**What you will do**: Starting at the line that contains "of the baseboard" and ending with the last line of the listing, lay out those lines as a numbered list with blank lines left out.

**Data entries**:
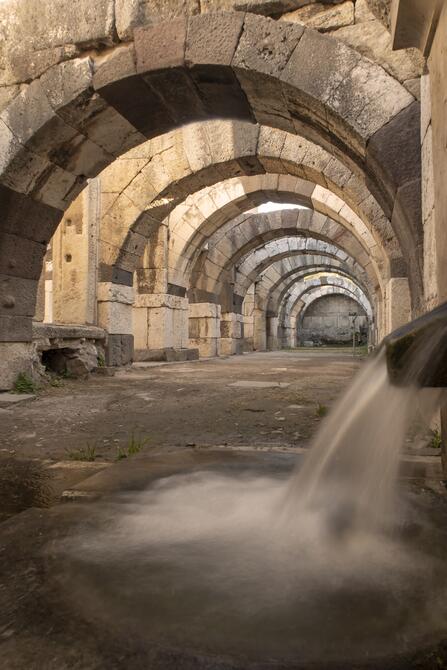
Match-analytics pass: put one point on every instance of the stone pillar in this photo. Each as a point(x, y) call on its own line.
point(204, 328)
point(398, 303)
point(115, 316)
point(287, 339)
point(259, 329)
point(160, 322)
point(272, 332)
point(232, 334)
point(152, 277)
point(75, 251)
point(21, 258)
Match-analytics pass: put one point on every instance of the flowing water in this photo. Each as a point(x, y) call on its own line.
point(331, 562)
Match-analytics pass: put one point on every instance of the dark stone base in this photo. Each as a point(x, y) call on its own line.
point(146, 355)
point(119, 350)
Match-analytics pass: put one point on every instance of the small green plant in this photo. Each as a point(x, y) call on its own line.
point(321, 410)
point(436, 439)
point(57, 382)
point(87, 453)
point(24, 384)
point(120, 453)
point(135, 443)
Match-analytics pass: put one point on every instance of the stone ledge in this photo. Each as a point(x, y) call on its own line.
point(167, 354)
point(51, 331)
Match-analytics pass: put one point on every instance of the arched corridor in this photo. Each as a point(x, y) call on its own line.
point(214, 215)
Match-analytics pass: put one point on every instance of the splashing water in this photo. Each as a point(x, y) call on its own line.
point(354, 459)
point(266, 566)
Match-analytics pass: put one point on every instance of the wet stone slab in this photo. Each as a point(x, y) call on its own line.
point(258, 385)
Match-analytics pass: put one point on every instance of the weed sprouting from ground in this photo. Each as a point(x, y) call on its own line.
point(24, 384)
point(321, 410)
point(435, 440)
point(23, 484)
point(135, 444)
point(57, 382)
point(87, 453)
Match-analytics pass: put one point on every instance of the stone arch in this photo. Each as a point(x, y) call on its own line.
point(283, 267)
point(291, 304)
point(308, 231)
point(79, 115)
point(312, 299)
point(208, 210)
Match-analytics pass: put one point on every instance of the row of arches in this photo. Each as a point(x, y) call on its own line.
point(189, 143)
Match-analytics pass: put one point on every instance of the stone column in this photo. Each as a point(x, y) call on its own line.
point(204, 328)
point(398, 303)
point(272, 332)
point(259, 329)
point(74, 253)
point(115, 316)
point(232, 334)
point(287, 337)
point(160, 310)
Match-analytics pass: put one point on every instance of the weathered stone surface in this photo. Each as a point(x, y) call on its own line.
point(394, 152)
point(119, 350)
point(321, 17)
point(15, 328)
point(50, 331)
point(372, 40)
point(16, 358)
point(158, 49)
point(212, 39)
point(17, 296)
point(381, 9)
point(26, 218)
point(133, 13)
point(266, 45)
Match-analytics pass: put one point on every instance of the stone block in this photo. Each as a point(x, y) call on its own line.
point(202, 309)
point(212, 39)
point(15, 358)
point(115, 317)
point(119, 350)
point(15, 328)
point(394, 152)
point(266, 45)
point(115, 65)
point(372, 40)
point(109, 292)
point(17, 296)
point(321, 17)
point(208, 348)
point(160, 47)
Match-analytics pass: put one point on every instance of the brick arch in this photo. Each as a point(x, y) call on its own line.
point(315, 295)
point(291, 305)
point(81, 114)
point(277, 293)
point(348, 280)
point(269, 278)
point(250, 237)
point(209, 215)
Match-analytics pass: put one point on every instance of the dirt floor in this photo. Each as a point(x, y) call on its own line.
point(98, 441)
point(180, 404)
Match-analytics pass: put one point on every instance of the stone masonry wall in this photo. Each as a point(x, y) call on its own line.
point(327, 320)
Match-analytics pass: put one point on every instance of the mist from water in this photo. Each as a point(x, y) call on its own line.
point(316, 565)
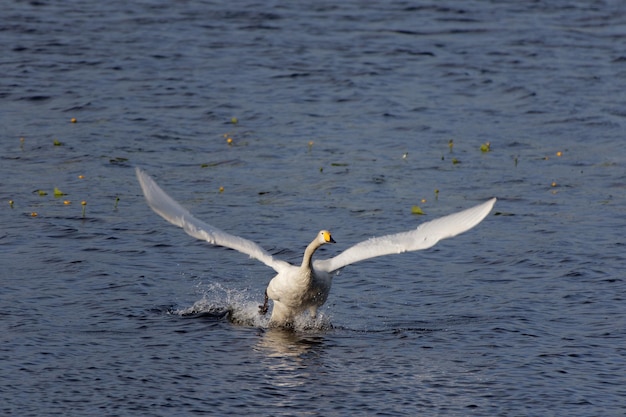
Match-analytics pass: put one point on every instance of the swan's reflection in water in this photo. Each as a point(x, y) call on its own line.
point(293, 358)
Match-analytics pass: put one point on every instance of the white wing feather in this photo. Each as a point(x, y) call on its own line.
point(426, 235)
point(174, 213)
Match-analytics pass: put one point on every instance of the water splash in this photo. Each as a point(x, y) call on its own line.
point(237, 306)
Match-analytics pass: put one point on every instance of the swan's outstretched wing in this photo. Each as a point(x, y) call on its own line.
point(174, 213)
point(426, 235)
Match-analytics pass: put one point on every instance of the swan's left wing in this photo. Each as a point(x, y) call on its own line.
point(174, 213)
point(426, 235)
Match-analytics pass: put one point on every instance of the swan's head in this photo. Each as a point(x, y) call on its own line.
point(325, 237)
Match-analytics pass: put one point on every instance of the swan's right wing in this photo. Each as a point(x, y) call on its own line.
point(426, 235)
point(174, 213)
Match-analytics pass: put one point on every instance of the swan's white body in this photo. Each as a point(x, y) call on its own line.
point(296, 289)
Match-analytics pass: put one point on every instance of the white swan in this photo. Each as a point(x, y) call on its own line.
point(296, 289)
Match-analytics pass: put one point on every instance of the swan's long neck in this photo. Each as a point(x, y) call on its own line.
point(308, 254)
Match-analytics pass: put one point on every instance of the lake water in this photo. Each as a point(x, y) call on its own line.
point(345, 112)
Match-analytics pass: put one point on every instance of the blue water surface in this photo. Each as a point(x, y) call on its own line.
point(347, 116)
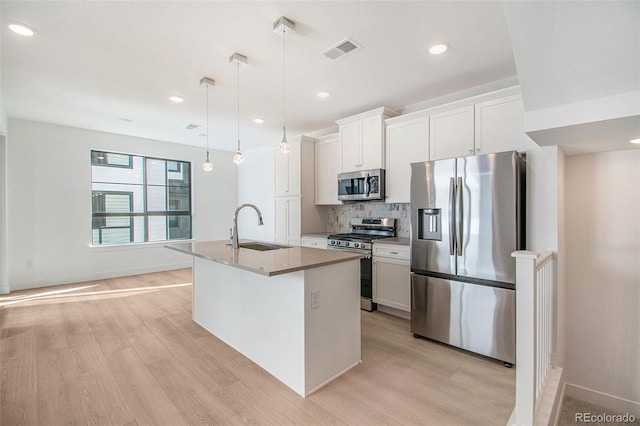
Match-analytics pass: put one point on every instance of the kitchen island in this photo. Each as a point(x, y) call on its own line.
point(294, 311)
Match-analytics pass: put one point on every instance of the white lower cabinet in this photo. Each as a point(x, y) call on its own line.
point(314, 242)
point(288, 222)
point(392, 276)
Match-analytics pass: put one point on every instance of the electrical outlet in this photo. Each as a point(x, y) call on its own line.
point(315, 299)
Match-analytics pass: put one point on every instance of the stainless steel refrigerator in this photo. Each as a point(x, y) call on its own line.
point(467, 216)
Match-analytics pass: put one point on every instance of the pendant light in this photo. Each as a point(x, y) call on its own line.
point(284, 27)
point(240, 61)
point(207, 82)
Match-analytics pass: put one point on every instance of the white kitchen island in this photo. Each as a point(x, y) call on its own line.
point(293, 311)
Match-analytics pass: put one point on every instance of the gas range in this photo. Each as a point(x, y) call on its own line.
point(364, 231)
point(359, 240)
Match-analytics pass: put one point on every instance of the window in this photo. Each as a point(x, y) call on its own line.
point(139, 199)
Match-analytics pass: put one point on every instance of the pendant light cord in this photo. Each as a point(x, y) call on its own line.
point(284, 84)
point(238, 103)
point(207, 122)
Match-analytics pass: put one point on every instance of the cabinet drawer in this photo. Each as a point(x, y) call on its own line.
point(394, 251)
point(314, 242)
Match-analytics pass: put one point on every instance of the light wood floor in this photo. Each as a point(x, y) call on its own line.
point(124, 352)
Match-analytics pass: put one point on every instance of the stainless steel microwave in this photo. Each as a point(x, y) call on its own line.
point(360, 186)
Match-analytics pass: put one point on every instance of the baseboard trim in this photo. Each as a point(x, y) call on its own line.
point(103, 275)
point(611, 402)
point(393, 311)
point(550, 403)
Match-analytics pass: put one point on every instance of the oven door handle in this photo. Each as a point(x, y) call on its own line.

**In response**:
1. Match-analytics pass: put one point on every instance of the baseboard trim in this photo. Each as a point(x, y) call on its own line.
2. point(103, 275)
3. point(611, 402)
4. point(393, 311)
5. point(550, 403)
6. Match-analytics pass: put one point on every instance of the oven door handle in this photo. Each as a point(x, y) call on its own line.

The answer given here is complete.